— START —

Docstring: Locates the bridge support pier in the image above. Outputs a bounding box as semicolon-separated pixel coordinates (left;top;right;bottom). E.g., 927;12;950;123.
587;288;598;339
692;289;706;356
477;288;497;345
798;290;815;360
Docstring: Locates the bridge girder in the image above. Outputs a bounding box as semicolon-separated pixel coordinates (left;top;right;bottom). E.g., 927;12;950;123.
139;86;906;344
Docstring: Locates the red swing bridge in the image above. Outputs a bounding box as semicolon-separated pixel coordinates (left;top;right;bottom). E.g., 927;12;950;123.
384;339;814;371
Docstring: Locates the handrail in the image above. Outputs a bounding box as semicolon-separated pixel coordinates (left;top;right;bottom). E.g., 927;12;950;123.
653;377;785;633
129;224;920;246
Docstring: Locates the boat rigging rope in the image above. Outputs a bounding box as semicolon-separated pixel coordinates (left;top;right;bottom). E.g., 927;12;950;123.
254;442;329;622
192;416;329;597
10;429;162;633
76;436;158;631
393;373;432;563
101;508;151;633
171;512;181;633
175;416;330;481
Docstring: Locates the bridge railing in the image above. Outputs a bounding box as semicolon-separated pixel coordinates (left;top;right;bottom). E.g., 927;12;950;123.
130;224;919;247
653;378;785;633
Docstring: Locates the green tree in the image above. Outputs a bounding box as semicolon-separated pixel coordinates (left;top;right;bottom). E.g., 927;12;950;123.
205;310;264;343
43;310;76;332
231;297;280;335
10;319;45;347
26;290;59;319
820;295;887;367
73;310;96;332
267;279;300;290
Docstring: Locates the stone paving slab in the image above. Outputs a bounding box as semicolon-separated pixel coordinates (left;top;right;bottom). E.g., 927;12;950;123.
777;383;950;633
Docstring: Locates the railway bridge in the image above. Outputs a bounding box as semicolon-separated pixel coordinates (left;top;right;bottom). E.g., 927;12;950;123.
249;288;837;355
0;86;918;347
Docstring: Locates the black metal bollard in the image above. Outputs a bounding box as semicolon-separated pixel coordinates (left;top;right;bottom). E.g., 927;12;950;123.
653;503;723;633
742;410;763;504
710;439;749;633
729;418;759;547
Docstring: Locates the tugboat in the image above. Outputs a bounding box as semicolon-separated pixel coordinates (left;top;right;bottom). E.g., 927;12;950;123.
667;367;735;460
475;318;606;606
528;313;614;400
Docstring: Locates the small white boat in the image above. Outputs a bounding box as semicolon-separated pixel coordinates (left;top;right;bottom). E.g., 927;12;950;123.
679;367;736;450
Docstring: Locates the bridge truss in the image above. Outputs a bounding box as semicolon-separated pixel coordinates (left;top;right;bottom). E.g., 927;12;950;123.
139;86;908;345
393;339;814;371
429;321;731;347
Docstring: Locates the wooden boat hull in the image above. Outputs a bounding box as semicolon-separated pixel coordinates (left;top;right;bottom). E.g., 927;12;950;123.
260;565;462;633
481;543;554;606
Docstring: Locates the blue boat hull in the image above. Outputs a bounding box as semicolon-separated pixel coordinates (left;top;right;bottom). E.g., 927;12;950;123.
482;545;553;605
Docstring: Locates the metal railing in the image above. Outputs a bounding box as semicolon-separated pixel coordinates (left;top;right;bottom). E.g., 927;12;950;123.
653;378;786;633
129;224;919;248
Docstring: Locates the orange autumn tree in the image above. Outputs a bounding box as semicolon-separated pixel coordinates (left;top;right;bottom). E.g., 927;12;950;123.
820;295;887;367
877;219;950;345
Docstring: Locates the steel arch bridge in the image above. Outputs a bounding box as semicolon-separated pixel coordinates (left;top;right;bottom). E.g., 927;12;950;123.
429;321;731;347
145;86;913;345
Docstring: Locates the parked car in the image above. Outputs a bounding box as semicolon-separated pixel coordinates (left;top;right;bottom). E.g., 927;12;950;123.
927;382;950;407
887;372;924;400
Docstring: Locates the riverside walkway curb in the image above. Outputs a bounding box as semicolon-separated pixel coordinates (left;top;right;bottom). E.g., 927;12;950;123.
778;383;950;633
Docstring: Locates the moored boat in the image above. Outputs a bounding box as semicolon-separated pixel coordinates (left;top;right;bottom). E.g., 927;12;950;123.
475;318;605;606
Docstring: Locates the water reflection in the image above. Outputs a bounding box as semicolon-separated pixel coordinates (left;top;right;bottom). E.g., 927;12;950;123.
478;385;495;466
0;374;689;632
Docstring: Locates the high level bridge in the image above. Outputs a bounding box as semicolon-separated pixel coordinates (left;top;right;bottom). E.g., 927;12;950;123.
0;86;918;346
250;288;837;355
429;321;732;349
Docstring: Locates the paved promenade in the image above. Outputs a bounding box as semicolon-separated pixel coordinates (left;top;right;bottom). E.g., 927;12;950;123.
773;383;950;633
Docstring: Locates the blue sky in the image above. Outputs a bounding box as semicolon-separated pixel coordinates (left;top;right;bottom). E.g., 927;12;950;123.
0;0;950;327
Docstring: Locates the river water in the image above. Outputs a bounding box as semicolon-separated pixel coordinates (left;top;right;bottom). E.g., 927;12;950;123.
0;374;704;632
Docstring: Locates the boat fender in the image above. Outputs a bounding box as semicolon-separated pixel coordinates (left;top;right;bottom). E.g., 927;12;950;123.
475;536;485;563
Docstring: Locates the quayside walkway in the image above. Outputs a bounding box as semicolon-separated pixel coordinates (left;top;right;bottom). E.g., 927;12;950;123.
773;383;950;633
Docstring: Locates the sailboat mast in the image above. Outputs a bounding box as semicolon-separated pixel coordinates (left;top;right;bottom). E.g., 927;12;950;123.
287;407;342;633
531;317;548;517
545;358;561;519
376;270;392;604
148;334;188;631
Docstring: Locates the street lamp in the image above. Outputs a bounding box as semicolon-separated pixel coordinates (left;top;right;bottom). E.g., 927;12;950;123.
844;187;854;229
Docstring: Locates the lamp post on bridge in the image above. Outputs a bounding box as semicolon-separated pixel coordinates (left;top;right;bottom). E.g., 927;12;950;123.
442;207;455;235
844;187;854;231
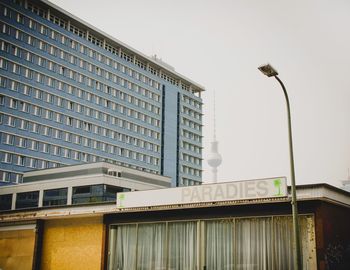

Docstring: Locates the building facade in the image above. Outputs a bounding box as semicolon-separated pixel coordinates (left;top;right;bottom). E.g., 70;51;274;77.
0;162;171;211
0;0;204;186
0;180;350;270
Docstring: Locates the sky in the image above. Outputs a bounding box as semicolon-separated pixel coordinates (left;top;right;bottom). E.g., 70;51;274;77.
51;0;350;187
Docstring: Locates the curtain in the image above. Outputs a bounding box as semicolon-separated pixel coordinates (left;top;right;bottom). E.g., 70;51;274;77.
168;221;198;270
273;217;294;270
205;219;234;270
137;223;166;270
112;225;137;270
232;218;273;270
108;216;317;270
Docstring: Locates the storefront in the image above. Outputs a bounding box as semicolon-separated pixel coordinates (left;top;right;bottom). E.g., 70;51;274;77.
0;179;350;270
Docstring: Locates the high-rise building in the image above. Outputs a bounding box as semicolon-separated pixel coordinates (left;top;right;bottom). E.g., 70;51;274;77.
0;0;204;186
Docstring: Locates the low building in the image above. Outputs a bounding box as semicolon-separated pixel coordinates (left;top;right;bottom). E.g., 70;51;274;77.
0;178;350;270
0;162;171;211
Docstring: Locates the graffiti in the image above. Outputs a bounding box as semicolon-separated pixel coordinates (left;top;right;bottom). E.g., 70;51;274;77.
325;243;350;270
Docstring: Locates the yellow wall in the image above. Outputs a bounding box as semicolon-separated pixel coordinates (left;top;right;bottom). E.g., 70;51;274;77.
0;229;35;270
41;217;104;270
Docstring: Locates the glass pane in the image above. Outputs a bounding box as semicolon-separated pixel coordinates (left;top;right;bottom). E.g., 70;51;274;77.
205;219;234;270
235;218;274;270
115;225;137;270
137;223;166;270
168;222;197;270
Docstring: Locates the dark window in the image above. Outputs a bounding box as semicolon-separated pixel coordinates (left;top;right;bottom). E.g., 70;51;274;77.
0;194;12;210
43;188;68;206
72;185;128;204
16;191;39;209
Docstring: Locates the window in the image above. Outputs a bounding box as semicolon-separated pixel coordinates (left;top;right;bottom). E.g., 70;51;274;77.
9;98;18;109
43;188;68;206
16;191;39;209
108;215;316;270
0;194;12;211
3;133;15;145
1;153;12;163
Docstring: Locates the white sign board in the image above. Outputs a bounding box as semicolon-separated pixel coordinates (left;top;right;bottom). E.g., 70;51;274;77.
117;177;288;208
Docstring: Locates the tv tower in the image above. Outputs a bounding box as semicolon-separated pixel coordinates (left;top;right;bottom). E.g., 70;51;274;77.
208;92;222;183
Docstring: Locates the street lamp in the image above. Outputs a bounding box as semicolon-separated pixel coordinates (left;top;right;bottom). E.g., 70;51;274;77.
258;64;302;270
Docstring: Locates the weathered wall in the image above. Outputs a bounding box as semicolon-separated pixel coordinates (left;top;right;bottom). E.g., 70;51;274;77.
315;203;350;270
0;226;35;270
41;217;104;270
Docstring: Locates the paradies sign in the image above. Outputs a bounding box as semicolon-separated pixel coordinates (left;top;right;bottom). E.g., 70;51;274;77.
117;177;288;208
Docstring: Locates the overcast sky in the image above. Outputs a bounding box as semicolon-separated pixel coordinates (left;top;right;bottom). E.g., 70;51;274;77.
52;0;350;186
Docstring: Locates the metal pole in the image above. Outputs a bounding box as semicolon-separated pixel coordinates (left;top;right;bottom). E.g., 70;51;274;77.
274;75;303;270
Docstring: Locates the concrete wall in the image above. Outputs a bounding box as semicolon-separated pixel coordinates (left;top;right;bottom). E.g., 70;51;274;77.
41;217;104;270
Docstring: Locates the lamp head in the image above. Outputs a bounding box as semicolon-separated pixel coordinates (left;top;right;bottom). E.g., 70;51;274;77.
258;64;278;77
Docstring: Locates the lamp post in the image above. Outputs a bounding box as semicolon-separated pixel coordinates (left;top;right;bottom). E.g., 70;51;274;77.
258;64;302;270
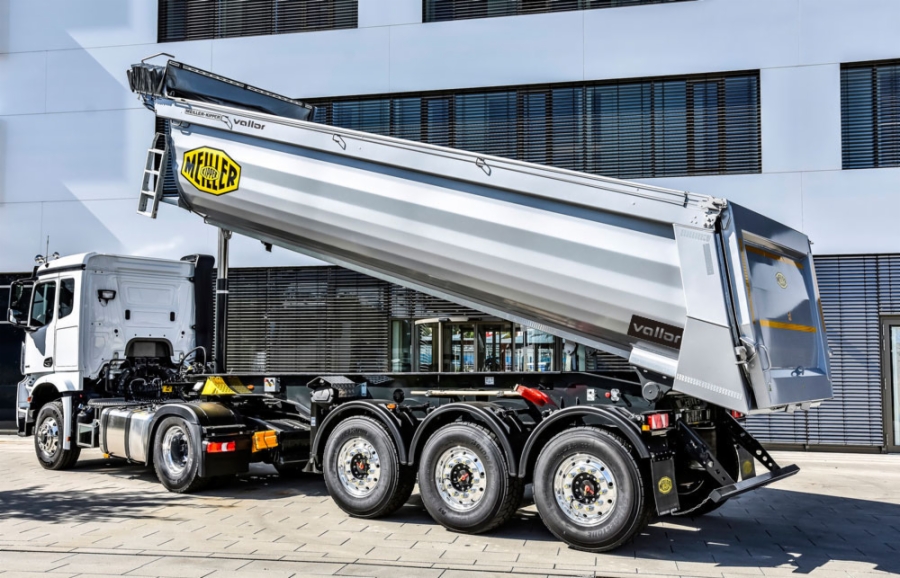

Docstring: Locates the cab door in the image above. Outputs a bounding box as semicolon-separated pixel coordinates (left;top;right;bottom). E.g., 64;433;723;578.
53;274;82;371
25;275;59;374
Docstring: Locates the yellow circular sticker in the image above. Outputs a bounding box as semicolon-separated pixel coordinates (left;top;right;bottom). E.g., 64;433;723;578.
741;460;753;476
657;476;672;495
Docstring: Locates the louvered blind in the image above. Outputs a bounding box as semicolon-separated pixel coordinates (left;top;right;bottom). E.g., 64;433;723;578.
748;255;900;447
309;72;761;178
226;267;496;373
158;0;358;42
422;0;688;22
841;61;900;169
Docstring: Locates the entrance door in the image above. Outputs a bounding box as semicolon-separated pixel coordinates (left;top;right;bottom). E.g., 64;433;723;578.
881;317;900;452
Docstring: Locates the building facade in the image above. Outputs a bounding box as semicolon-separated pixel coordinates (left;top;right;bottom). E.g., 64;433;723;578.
0;0;900;449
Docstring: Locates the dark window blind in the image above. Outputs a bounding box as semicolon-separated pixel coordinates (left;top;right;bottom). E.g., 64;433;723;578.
158;0;358;42
841;61;900;169
422;0;688;22
310;72;762;178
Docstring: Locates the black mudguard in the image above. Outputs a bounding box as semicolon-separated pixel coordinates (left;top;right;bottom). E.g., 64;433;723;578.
144;401;253;478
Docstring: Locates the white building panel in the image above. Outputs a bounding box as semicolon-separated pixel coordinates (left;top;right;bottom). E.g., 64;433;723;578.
0;203;44;268
803;168;900;255
760;64;842;173
0;52;47;116
800;0;900;64
580;0;798;80
0;0;158;53
0;109;154;205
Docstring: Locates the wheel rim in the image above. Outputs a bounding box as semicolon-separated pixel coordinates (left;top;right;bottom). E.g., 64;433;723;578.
553;454;618;526
337;437;381;498
37;417;59;457
162;425;191;478
434;446;488;512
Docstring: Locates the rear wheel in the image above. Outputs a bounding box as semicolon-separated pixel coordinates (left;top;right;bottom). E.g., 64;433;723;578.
153;417;209;494
34;400;81;470
419;423;525;534
534;427;651;552
323;417;416;518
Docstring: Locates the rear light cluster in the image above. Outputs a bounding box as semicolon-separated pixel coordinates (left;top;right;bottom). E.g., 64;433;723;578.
206;442;237;454
641;413;669;431
516;385;556;407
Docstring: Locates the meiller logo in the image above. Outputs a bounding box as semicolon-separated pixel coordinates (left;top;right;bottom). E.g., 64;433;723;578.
628;315;684;349
234;118;266;130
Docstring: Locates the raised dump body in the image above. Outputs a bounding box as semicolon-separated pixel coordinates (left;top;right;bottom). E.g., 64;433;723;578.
130;62;832;413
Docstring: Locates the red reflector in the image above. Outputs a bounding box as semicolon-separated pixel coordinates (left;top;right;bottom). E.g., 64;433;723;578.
206;442;237;454
647;413;669;430
516;385;556;406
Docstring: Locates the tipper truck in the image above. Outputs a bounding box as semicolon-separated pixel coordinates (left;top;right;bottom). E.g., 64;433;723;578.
9;60;832;551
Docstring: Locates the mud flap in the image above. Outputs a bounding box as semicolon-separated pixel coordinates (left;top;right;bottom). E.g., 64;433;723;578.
647;439;680;516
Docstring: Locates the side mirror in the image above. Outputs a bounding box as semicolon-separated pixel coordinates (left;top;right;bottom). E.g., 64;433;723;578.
6;279;34;329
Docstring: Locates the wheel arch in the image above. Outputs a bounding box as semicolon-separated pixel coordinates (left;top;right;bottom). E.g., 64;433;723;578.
518;406;650;478
28;373;81;450
311;399;413;465
144;402;241;466
408;402;520;473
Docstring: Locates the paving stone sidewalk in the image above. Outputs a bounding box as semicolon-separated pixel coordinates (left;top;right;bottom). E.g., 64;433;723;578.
0;436;900;578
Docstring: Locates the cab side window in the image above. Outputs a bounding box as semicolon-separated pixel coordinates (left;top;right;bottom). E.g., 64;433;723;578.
59;279;75;319
28;281;56;327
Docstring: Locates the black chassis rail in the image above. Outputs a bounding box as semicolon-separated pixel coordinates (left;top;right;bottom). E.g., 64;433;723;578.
207;372;798;515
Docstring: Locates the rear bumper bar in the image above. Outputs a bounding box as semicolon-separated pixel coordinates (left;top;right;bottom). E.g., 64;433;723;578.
709;464;800;504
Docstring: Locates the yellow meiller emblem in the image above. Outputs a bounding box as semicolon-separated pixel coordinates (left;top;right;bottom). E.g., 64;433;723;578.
657;476;674;496
181;147;241;195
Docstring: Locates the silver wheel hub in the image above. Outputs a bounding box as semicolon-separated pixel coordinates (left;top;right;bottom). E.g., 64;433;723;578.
337;438;381;498
37;417;59;456
553;454;618;526
162;425;192;478
434;446;487;512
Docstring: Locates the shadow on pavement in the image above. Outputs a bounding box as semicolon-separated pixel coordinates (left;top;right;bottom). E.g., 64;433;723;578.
7;459;900;574
628;488;900;574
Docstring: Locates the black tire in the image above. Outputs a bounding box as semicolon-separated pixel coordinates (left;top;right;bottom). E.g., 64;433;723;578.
323;417;416;518
534;427;652;552
419;422;525;534
672;436;741;518
153;416;210;494
34;400;81;470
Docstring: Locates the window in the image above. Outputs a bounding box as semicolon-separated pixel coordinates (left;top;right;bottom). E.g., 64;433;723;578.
841;60;900;169
422;0;686;22
157;0;358;42
310;72;762;179
59;279;75;319
28;281;56;327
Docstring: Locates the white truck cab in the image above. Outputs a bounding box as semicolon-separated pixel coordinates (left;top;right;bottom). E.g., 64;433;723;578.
8;253;212;457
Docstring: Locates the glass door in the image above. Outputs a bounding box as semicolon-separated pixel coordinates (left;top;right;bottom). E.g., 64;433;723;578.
881;317;900;452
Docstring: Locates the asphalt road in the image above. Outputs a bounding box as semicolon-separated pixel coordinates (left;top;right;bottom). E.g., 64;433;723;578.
0;436;900;578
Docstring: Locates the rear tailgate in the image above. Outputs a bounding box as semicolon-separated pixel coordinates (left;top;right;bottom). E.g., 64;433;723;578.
722;203;832;410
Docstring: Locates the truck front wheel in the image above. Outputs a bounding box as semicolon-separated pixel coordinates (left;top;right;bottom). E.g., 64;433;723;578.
534;427;651;552
323;417;416;518
153;417;209;494
419;422;525;534
34;400;81;470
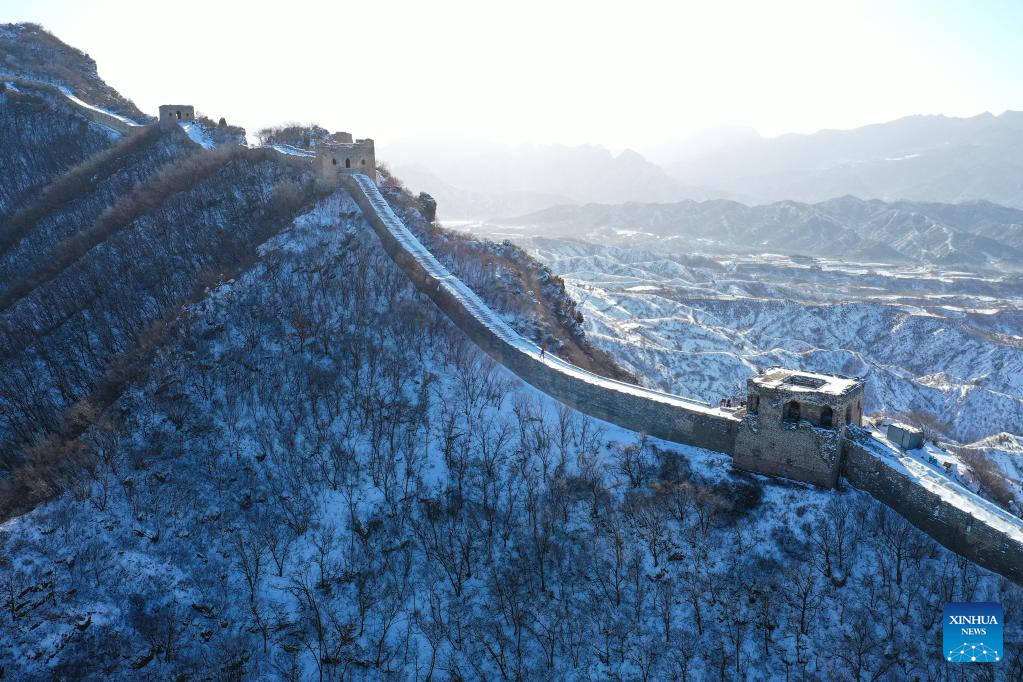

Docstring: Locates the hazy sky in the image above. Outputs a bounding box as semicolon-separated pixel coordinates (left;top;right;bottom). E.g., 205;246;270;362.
7;0;1023;147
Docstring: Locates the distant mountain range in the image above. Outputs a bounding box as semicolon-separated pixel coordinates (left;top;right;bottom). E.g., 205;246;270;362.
649;111;1023;208
496;196;1023;270
380;138;727;219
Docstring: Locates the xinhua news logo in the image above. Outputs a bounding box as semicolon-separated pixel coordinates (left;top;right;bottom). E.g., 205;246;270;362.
941;601;1005;663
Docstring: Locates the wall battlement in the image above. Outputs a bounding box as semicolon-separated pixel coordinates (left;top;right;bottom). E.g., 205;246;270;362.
341;173;1023;585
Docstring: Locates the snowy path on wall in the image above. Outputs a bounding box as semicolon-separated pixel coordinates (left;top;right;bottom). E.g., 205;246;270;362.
856;427;1023;543
354;174;736;419
57;85;142;128
0;71;145;128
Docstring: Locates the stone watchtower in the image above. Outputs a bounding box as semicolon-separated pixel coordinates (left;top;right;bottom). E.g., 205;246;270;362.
160;104;195;126
316;133;376;182
732;367;863;488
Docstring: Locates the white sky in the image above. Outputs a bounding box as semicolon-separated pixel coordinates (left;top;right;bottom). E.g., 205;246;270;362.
7;0;1023;147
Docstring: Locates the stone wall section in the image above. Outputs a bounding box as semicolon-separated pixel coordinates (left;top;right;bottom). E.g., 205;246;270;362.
843;433;1023;585
341;176;739;453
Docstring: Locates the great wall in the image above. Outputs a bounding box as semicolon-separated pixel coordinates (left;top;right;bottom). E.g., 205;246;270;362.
7;76;1023;585
337;173;1023;585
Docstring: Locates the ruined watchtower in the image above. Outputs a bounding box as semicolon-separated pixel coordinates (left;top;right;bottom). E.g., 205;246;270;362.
316;133;376;182
160;104;195;125
732;367;863;488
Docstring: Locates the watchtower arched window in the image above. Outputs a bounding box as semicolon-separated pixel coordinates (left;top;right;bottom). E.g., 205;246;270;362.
820;405;835;428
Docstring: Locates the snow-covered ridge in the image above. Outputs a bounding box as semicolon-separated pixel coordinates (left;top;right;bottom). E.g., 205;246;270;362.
0;71;147;133
856;431;1023;543
57;85;143;127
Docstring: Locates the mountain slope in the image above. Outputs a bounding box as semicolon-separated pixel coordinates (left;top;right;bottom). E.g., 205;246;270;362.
0;78;120;219
658;111;1023;208
497;196;1023;270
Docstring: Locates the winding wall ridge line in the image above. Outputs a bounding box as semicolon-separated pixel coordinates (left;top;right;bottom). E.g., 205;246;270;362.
342;174;740;453
341;174;1023;585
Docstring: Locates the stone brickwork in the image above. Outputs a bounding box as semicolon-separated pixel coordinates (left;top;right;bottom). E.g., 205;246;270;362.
842;431;1023;585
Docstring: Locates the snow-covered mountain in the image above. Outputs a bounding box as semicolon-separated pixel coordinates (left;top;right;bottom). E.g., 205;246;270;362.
0;21;1023;681
380;132;721;220
464;237;1023;442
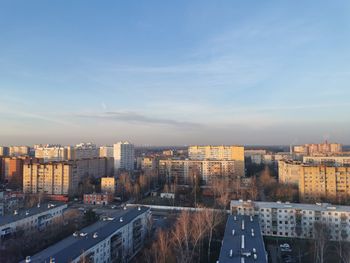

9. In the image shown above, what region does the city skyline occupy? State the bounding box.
[0,1,350,145]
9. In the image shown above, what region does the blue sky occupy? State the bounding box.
[0,0,350,145]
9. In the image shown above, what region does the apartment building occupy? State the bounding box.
[293,141,342,155]
[231,200,350,241]
[84,192,113,205]
[217,215,267,263]
[0,202,67,238]
[0,146,9,156]
[24,207,151,263]
[303,156,350,166]
[68,142,100,160]
[101,177,117,195]
[23,158,106,196]
[159,159,239,185]
[188,145,245,176]
[113,141,135,172]
[35,144,68,162]
[9,146,30,156]
[278,160,350,200]
[137,157,159,173]
[100,146,113,158]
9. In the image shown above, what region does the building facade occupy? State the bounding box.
[9,146,30,156]
[293,141,343,155]
[113,142,135,172]
[35,144,68,162]
[84,192,113,205]
[159,159,243,185]
[278,160,350,200]
[0,203,67,238]
[101,177,117,195]
[23,158,106,196]
[231,200,350,241]
[30,207,151,263]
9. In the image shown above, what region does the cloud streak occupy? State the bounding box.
[77,111,202,128]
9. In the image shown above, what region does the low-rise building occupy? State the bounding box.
[24,207,151,263]
[217,215,267,263]
[303,156,350,166]
[278,160,350,200]
[23,158,107,196]
[0,202,67,238]
[84,193,113,205]
[159,159,244,185]
[101,177,117,195]
[231,200,350,241]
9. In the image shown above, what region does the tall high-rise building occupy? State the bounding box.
[35,144,68,162]
[113,141,135,172]
[67,142,100,160]
[293,141,342,155]
[0,146,9,156]
[188,145,245,176]
[100,146,113,157]
[23,158,107,195]
[9,146,30,156]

— END —

== Goal ==
Scale everything from the start of the data down to the line containing "384;339;814;371", both ends included. Copy the requests unchanged, and multiply each bounding-box coordinate in the answers by 2.3, rounding to whole numbers with halves going up.

== Solved exercise ==
Docstring: Locates the bridge support pier in the image above. Outputs a bounding box as semicolon-separated pixel coordinates (left;top;right;bottom). E.g., 927;12;950;123.
1350;662;1375;780
1592;665;1624;819
1097;662;1143;794
1835;667;1875;828
Docstring: Locates the bridge girder in the image above. Outputs a bounding box as semicolon-separated pixel coordinates (left;top;right;bottom). E.g., 927;12;950;123.
320;198;2084;791
Docstring: Locates the red swing bridge in the image above. Outputs a bounding box as semicolon-separated pixel coordinates (left;top;right;bottom). E.g., 927;12;950;123.
883;780;1872;853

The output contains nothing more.